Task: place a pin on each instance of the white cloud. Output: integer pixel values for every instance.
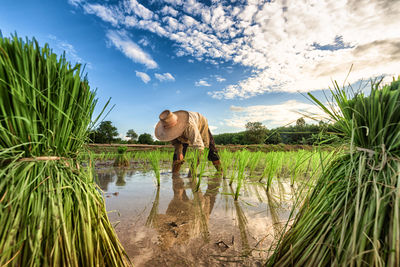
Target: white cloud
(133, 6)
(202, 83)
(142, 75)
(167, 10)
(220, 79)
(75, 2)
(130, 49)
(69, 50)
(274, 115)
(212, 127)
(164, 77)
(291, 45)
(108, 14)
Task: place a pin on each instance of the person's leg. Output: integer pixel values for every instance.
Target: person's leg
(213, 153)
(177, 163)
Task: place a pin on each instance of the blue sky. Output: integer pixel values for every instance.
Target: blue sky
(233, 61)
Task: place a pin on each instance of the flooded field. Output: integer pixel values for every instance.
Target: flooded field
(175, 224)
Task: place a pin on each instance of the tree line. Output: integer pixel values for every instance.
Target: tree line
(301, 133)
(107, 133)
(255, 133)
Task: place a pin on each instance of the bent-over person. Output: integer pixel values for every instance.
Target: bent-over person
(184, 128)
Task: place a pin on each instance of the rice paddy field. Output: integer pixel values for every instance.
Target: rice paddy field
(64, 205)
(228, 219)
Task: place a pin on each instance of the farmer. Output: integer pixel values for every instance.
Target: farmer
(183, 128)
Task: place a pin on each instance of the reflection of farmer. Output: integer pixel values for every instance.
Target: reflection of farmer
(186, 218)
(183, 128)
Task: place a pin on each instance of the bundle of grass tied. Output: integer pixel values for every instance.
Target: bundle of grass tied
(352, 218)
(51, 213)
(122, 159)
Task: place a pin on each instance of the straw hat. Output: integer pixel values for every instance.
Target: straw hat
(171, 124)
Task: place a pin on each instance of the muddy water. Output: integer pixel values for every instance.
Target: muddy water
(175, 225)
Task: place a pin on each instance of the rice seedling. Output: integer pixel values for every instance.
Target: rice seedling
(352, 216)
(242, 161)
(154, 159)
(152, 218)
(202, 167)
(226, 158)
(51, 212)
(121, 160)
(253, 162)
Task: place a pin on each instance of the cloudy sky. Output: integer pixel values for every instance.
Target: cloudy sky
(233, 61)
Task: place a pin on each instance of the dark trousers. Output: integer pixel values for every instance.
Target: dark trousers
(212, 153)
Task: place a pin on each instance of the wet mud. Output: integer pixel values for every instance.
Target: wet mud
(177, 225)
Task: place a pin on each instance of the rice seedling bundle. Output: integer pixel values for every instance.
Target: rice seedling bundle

■ What you need to do
Repeat the listing word for word, but without its pictures.

■ Response for this exercise
Task: place a pin on each instance of the white cloud. Output: integer pixel values for every instance.
Target: white cloud
(133, 6)
(202, 83)
(142, 75)
(167, 10)
(220, 79)
(75, 2)
(130, 49)
(69, 50)
(274, 115)
(212, 127)
(164, 77)
(291, 45)
(108, 14)
Task: place a pin on each instance of the person's leg. Output: integer pixel values for every instance.
Target: person's leg
(213, 153)
(177, 163)
Task: place a pin on each instance of the blue sky. Output: integer pixel values for every instance.
Target: blue sky
(233, 61)
Task: place a pin on each instance of the flooded field. Output: integer pixel values for every instance.
Target: flooded field
(175, 224)
Task: place a pin on each instance of the tree line. Output: integer pixel values for every instance.
Target: tree line
(301, 133)
(107, 133)
(255, 133)
Task: place a pin on each instance of the bent-over person. Output: integer pixel values for every instance.
Target: bent-over person
(184, 128)
Task: place a pin on each instance of the rice paddy field. Output: integer pixel values for every instance.
Target: rice paddy field
(64, 205)
(228, 219)
Task: place a pin on each instance of the farmer. Output: integer pixel values for every instance.
Target: farmer
(183, 128)
Task: place a pin on each instance of the reflection of farmer. Output: integer pixel values for every instance.
Target: reflection of farmer
(186, 218)
(183, 128)
Task: place a pin on each instance of the bundle of grass tied. Output: integer pixel values for every instance.
Target: bundle of grass tied
(352, 218)
(51, 213)
(122, 159)
Task: place a pin on each instance of the straw hat. Output: integer pixel values for every instance.
Target: straw hat
(171, 124)
Task: place a pin on each instance of the muddy water. Output: integer pixel values for every instance.
Target: muddy water
(175, 225)
Task: place a pin on each instance of the rice seedling. Output: integer pixel values for every instance.
Target: rice seedling
(352, 216)
(242, 161)
(154, 159)
(152, 218)
(202, 167)
(226, 158)
(51, 212)
(121, 160)
(253, 162)
Task: place a pin on each instance of the cloudy sky. Output: integer pixel values for every instance.
Target: cloudy sky
(233, 61)
Task: place a pin on each instance of the dark trousers. Output: integer pixel values for every instance.
Target: dark trousers
(212, 153)
Task: place a pin on each instance of the wet mud. Output: integer pixel values for every instance.
Target: wet mud
(177, 225)
Task: place a pin on each instance of the rice seedling bundle. Output: integer pixel values for every instance.
Target: rice seedling bundle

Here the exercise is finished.